In this story Anna Denham discusses her collaboration with the Walks on Wednesdays (WOW) group, and Nene Park Trust.

In late 2020, I made a plea to some of the Disabled People’s User Led Organisations (DPULOs) that we work with for their support in gathering some case studies. I worked with the National Outdoors for All Working group to contribute to the Out of Bounds report. We needed some positive success stories of how accessibility in green spaces can be achieved. These would help bring the report to life.

Sandie, CEO at Disability Peterborough, said she had just the story for me. So my collaboration with the organisation’s Walks on Wednesdays (WOW) group, and Nene Park Trust, began.

The History of our collaboration

I met (virtually) with Sandie, Chris, who leads the WOW walking group, and Susan, a Project Development Officer at Nene Park Trust, working on accessibility. They told me how the group came about, how it had grown, and most importantly, why it is still going and so popular ten years later.

We co-wrote the Walks on Wednesday’s success story to accompany the report. Understandably, there was a lot of interest in their story. One organisation even contacted us to ask if they could use it as a model for their staff training on building inclusive partnerships.

I kept in touch with Sandie, Chris, and Susan over the following months, informing them of my interest in their story. I promised I would one day visit and join them for a walk at Nene Park.

On the first Wednesday in May, I travelled to Ferry Meadows at Nene Park, Peterborough. I met with Chris and some of her fellow walkers. Sandie from Disability Peterborough also joined us for a ‘Walk on Wednesday’ (WOW).

● **Dataset excerpts**:
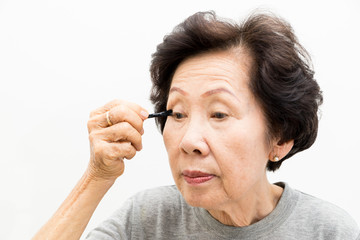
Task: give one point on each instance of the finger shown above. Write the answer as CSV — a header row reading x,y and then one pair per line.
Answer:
x,y
118,151
125,149
120,113
105,108
110,105
122,132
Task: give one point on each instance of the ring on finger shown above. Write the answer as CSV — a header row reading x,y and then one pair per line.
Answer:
x,y
108,118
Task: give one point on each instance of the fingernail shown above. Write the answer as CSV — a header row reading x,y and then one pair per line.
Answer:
x,y
145,114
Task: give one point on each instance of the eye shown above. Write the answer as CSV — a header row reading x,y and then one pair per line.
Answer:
x,y
219,115
178,115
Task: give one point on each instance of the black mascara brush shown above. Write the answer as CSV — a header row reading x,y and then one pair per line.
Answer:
x,y
161,114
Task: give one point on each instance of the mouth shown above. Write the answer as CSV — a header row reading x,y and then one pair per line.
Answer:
x,y
196,177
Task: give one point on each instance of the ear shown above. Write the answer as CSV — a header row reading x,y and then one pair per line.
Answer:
x,y
281,150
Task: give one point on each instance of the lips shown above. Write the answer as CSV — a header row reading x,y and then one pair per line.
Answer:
x,y
196,177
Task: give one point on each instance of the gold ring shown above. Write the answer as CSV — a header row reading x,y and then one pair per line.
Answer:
x,y
108,118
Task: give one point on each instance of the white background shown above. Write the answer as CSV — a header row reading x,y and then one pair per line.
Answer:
x,y
61,59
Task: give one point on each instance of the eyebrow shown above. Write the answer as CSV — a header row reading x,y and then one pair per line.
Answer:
x,y
206,94
179,90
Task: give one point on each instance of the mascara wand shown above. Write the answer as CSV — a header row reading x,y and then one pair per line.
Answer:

● **Stated problem**:
Can you retype the story of the Walks on Wednesdays collaboration from "We co-wrote the" to "at Nene Park." word for word? The records were drawn from a separate source.

● **Output**:
We co-wrote the Walks on Wednesday’s success story to accompany the report. Understandably, there was a lot of interest in their story. One organisation even contacted us to ask if they could use it as a model for their staff training on building inclusive partnerships.

I kept in touch with Sandie, Chris, and Susan over the following months, informing them of my interest in their story. I promised I would one day visit and join them for a walk at Nene Park.